[Dataset excerpts]
=== Section Start ===

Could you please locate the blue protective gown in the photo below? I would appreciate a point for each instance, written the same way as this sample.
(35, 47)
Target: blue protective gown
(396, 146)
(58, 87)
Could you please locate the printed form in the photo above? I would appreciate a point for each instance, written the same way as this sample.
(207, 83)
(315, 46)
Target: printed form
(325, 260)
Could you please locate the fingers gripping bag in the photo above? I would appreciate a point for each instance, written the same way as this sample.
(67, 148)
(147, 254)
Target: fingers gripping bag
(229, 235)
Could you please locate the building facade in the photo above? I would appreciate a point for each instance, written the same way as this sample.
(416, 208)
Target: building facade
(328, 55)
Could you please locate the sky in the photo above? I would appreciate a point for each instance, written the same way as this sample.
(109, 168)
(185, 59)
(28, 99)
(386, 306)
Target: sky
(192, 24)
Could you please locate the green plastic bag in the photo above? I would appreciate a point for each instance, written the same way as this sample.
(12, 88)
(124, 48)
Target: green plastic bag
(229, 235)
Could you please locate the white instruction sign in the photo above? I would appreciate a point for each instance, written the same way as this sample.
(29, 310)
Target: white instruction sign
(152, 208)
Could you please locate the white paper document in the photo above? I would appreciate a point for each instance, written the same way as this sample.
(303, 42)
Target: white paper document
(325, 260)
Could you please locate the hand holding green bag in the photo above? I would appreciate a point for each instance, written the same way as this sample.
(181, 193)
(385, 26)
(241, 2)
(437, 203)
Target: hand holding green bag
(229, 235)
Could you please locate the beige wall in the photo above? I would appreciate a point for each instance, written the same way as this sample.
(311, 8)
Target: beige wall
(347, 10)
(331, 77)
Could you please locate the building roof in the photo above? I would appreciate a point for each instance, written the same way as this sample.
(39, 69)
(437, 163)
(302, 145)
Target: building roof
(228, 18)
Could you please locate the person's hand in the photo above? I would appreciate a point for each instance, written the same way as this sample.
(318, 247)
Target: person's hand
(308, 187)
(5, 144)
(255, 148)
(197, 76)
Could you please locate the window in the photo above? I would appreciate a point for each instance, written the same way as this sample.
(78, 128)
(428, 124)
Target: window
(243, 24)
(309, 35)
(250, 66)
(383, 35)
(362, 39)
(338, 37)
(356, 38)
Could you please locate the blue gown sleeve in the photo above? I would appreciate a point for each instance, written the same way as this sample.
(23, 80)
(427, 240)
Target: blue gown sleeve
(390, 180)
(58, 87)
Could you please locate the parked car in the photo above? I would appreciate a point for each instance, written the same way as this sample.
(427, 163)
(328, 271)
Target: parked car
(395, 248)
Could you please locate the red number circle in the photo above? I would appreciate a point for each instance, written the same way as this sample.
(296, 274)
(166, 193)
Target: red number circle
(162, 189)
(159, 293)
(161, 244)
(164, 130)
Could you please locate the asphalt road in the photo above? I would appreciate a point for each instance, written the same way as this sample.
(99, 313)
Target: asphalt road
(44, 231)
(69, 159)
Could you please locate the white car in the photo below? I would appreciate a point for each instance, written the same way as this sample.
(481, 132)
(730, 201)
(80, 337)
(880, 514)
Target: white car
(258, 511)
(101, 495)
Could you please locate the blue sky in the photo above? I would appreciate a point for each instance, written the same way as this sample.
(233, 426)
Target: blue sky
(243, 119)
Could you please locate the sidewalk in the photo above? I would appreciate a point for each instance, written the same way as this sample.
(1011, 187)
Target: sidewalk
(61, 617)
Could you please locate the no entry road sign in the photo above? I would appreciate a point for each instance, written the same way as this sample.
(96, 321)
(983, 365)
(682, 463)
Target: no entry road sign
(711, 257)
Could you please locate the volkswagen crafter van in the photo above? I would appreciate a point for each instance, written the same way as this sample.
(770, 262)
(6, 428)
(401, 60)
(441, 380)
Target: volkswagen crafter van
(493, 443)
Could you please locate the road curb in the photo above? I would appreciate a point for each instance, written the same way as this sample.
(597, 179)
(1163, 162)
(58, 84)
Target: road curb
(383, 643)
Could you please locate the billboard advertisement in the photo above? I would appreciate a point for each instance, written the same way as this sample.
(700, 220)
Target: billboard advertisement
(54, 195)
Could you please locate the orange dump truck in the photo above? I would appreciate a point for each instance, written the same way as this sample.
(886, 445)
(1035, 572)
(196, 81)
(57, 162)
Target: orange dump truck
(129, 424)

=== Section End ===

Instructions to follow: Please show, exactly as written, every line above that contains the word "below".

Result:
Could you please locate the blue protective gown in the photo below? I would appreciate a point for each instance, written the same way as this sample.
Could you please locate the white car in the photo below? I would appreciate a point for each instance, written the same way as this sample.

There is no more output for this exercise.